## Source passage:
___

Ban custom development to discover your real product gaps:

After design partner work, Turnstile established a non-negotiable rule: zero custom development for individual customers. Instead, they built a rapid response feature team that addresses product gaps by building features available to all customers. This forcing function revealed which flexibility was missing from their platform. The result: a system flexible enough to onboard customers in minutes versus the 3-6 month implementations competitors require. B2B founders should recognize that custom development often signals product inadequacy, not market fit. The willingness to lose deals over custom work forces you to build true platform capabilities rather than becoming a consulting business with a product attached.

Invert traditional category timing through product architecture:

Quote-to-cash traditionally comes up at later stages—early companies do everything manually until scale forces automation. Turnstile inverted this by building for the hardest use case first: companies negotiating non-standard terms with every customer. Michael notes their flexibility supports "very early stage companies...before you have standard pricing and packaging, while you're still figuring it out and testing your pricing." By designing for maximum complexity (negotiated deals with custom terms), they created a platform that trivially handles simpler cases. B2B founders in "enterprise-only" categories should ask: could we redesign this to serve the most complex use case, thereby making it accessible to everyone?

___

## Data section:

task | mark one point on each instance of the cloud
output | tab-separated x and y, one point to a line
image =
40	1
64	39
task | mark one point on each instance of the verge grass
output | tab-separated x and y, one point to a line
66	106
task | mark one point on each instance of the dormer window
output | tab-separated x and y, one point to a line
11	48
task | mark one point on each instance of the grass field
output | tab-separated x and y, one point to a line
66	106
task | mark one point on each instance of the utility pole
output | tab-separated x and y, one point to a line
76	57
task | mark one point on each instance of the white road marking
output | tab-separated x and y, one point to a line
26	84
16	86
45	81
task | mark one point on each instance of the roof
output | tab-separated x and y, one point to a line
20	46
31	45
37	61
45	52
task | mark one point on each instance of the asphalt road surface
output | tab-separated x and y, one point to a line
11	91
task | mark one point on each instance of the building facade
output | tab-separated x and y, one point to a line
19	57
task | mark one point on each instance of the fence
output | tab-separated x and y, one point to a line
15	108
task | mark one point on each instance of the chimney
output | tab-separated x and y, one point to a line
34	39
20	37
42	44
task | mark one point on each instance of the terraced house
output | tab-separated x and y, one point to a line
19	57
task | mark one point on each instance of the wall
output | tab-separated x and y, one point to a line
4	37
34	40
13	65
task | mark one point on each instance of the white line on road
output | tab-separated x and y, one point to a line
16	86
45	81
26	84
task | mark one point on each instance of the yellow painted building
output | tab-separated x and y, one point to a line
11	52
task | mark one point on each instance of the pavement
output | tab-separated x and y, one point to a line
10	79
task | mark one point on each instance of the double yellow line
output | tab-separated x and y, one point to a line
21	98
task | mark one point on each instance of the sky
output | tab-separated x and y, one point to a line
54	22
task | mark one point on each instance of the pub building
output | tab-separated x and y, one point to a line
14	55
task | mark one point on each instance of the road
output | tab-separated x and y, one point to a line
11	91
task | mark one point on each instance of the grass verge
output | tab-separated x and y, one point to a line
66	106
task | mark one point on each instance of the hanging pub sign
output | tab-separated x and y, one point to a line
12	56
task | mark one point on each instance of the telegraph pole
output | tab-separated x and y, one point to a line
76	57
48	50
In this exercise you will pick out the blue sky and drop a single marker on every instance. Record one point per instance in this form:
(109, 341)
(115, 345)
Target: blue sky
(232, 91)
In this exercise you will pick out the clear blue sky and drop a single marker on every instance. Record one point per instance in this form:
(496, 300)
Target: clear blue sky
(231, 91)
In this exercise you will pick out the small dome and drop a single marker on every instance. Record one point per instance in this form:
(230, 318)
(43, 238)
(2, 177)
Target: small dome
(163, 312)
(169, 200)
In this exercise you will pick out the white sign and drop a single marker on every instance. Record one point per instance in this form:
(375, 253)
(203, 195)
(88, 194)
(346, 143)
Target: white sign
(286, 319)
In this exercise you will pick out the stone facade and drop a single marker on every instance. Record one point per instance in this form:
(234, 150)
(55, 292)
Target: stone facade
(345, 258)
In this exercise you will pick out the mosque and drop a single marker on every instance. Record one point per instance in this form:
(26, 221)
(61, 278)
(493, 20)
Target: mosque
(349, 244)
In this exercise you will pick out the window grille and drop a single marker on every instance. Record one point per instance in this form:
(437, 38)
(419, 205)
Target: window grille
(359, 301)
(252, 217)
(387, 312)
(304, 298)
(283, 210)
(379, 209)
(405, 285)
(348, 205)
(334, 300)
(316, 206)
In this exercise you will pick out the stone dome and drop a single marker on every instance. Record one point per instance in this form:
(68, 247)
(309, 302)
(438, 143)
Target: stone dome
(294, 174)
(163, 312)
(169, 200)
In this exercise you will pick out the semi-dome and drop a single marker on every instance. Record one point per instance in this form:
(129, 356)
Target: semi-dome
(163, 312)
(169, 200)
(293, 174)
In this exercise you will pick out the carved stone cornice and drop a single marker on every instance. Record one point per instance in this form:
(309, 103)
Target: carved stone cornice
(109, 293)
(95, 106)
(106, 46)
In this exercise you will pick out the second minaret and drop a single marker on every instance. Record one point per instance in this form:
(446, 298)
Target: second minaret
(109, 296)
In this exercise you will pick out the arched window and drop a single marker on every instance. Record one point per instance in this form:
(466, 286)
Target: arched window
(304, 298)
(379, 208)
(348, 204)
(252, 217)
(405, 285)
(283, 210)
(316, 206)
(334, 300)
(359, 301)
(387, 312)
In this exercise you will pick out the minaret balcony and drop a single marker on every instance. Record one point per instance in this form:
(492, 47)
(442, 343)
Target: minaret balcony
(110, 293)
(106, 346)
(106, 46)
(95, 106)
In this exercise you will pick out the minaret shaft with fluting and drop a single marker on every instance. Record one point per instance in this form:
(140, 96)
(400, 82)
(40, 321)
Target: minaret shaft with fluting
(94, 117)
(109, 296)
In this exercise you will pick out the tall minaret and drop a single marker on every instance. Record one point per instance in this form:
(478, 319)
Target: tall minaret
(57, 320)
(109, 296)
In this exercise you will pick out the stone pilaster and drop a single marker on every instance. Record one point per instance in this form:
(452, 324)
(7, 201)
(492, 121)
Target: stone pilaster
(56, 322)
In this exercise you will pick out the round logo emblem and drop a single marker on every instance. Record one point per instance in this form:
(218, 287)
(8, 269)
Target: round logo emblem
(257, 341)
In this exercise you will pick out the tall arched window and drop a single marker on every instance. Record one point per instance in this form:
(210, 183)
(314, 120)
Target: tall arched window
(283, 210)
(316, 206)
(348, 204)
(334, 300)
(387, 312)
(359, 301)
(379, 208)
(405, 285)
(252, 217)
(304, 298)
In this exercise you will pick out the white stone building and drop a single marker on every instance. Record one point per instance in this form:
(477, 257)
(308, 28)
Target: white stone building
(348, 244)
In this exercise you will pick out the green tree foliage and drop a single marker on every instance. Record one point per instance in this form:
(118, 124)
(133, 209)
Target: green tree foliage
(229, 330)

___

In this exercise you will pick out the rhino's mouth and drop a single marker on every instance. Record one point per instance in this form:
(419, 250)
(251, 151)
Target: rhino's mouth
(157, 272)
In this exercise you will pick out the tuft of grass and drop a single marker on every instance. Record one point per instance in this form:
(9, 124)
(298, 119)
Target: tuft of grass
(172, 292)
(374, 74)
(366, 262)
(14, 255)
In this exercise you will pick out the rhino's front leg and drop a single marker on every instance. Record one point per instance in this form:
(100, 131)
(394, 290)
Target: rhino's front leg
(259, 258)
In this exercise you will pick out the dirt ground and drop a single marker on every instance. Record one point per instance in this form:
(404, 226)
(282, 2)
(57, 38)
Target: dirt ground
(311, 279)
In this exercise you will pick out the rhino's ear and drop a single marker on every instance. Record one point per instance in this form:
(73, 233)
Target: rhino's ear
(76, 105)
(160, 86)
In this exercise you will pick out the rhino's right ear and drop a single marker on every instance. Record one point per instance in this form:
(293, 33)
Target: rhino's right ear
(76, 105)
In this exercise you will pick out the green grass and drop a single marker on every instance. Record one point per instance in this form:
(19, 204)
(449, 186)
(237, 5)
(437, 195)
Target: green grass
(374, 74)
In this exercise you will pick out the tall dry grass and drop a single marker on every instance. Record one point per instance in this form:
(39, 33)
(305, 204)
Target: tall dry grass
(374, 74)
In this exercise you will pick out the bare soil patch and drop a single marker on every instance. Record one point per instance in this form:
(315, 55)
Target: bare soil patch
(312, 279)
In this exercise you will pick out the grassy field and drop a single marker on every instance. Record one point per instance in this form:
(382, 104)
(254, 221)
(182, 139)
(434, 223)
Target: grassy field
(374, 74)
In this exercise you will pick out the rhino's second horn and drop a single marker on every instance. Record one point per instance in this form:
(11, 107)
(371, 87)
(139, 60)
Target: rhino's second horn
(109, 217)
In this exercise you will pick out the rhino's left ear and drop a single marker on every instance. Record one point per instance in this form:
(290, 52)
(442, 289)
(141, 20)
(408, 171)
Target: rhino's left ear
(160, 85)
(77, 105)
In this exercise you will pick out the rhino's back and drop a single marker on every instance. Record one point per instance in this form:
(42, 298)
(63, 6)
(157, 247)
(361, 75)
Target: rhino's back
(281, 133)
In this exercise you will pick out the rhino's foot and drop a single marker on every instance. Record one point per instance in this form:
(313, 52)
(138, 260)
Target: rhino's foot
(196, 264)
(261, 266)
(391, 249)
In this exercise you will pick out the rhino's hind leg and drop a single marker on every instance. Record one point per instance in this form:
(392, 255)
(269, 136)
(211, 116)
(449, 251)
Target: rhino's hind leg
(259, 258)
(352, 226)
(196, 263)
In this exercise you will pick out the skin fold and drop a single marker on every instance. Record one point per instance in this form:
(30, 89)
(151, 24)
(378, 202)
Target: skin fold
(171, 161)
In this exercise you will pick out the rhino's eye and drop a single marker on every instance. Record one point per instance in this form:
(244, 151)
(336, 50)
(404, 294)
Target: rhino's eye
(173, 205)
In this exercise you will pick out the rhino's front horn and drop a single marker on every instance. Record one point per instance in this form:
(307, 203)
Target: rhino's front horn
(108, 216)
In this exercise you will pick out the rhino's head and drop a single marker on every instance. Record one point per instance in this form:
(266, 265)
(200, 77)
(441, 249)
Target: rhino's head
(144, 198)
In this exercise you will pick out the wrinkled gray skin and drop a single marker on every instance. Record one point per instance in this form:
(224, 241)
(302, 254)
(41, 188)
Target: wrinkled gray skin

___

## Problem set:
A. Say whether each statement agrees with the text on Turnstile's product strategy, and back each yes or no with the deciding words quoted from it: (i) Turnstile allowed custom development for a few individual customers. (ii) Competitors need 3-6 months to implement their systems. (iii) Turnstile started by building for the simplest use case.
B. Continue the text on Turnstile's product strategy from its final sentence.
The records come from a different source than the Turnstile text.

## Answers provided:
A.
(i) No: "zero custom development for individual customers."
(ii) Yes: "the 3-6 month implementations competitors require."
(iii) No: "building for the hardest use case first."

B.
Prevent compounding operational debt by becoming the first system in:

Companies without a unified revenue system inevitably develop "truth drift"—discrepancies between contract terms and actual execution. One Turnstile customer discovered over $1 million in unbilled revenue during onboarding. Michael explains: "When you don't have a single system of record for your revenue data, what happens is you end up with drift between what your contracts say and how you actually carried out the relationship." Later-stage companies require painful audits to reconcile this drift. B2B infrastructure founders should articulate the compounding cost of starting without their system versus the clean foundation they provide from day one—the pain of remediation is often your strongest competitive wedge against manual processes.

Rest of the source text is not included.